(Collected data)
((

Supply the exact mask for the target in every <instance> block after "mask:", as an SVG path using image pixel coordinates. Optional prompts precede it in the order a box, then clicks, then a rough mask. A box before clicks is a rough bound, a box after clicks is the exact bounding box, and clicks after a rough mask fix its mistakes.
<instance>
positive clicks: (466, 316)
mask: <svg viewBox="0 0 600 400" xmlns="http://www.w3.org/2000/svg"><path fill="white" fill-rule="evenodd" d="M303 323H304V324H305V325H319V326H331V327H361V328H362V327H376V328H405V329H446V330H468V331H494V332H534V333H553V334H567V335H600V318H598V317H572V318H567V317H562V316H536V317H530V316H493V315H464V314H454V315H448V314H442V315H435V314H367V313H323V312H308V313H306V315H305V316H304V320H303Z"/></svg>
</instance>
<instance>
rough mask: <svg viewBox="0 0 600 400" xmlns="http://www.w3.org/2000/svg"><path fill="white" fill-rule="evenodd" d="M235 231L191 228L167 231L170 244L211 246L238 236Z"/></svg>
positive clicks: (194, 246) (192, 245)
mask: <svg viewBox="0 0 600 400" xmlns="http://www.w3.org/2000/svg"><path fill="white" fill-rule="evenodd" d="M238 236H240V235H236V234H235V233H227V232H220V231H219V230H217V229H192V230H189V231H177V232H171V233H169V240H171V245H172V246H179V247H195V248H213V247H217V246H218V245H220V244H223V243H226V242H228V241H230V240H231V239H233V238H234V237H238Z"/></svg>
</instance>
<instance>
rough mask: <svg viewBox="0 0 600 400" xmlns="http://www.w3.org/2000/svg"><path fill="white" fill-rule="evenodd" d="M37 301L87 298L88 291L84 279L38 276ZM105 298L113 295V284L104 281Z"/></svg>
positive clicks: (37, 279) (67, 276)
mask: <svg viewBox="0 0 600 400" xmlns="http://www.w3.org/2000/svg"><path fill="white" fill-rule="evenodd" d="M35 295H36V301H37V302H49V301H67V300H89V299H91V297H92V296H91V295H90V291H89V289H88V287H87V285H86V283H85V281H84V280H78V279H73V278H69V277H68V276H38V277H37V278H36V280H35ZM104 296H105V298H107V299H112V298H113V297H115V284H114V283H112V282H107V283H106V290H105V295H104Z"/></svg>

))

Rewrite all of the data above as a Markdown table with two columns, Row and Data line. Number each line in order and omit any blank lines.

**Answer to this exercise:**
| Row | Data line |
|---|---|
| 1 | Supply the exact mask for the target in every <instance> block after "mask:", as an SVG path using image pixel coordinates. Optional prompts precede it in the order a box, then clicks, then a rough mask. A box before clicks is a rough bound, a box after clicks is the exact bounding box, and clicks after a rough mask fix its mistakes. |
| 2 | <instance> |
| 3 | positive clicks: (466, 316) |
| 4 | mask: <svg viewBox="0 0 600 400" xmlns="http://www.w3.org/2000/svg"><path fill="white" fill-rule="evenodd" d="M303 323H304V324H305V325H319V326H331V327H361V328H362V327H376V328H405V329H446V330H468V331H494V332H534V333H553V334H567V335H600V318H598V317H572V318H567V317H562V316H536V317H530V316H493V315H464V314H454V315H448V314H442V315H435V314H367V313H323V312H308V313H306V315H305V316H304V320H303Z"/></svg> |
| 5 | </instance> |
| 6 | <instance> |
| 7 | rough mask: <svg viewBox="0 0 600 400" xmlns="http://www.w3.org/2000/svg"><path fill="white" fill-rule="evenodd" d="M235 231L191 228L167 231L170 244L211 246L238 236Z"/></svg> |
| 8 | positive clicks: (194, 246) (192, 245) |
| 9 | mask: <svg viewBox="0 0 600 400" xmlns="http://www.w3.org/2000/svg"><path fill="white" fill-rule="evenodd" d="M238 236H240V235H236V234H235V233H227V232H220V231H219V230H217V229H192V230H189V231H177V232H171V233H169V240H171V245H172V246H179V247H195V248H213V247H217V246H218V245H220V244H223V243H226V242H228V241H230V240H231V239H233V238H234V237H238Z"/></svg> |
| 10 | </instance> |
| 11 | <instance> |
| 12 | rough mask: <svg viewBox="0 0 600 400" xmlns="http://www.w3.org/2000/svg"><path fill="white" fill-rule="evenodd" d="M37 301L87 298L88 291L84 279L38 276ZM105 298L113 295V284L104 281Z"/></svg> |
| 13 | positive clicks: (37, 279) (67, 276) |
| 14 | mask: <svg viewBox="0 0 600 400" xmlns="http://www.w3.org/2000/svg"><path fill="white" fill-rule="evenodd" d="M35 295H36V301H37V302H49V301H67V300H89V299H91V297H92V296H91V295H90V291H89V289H88V287H87V285H86V283H85V281H84V280H78V279H73V278H69V277H68V276H38V277H37V278H36V280H35ZM104 296H105V298H107V299H112V298H113V297H115V284H114V283H112V282H107V283H106V290H105V295H104Z"/></svg> |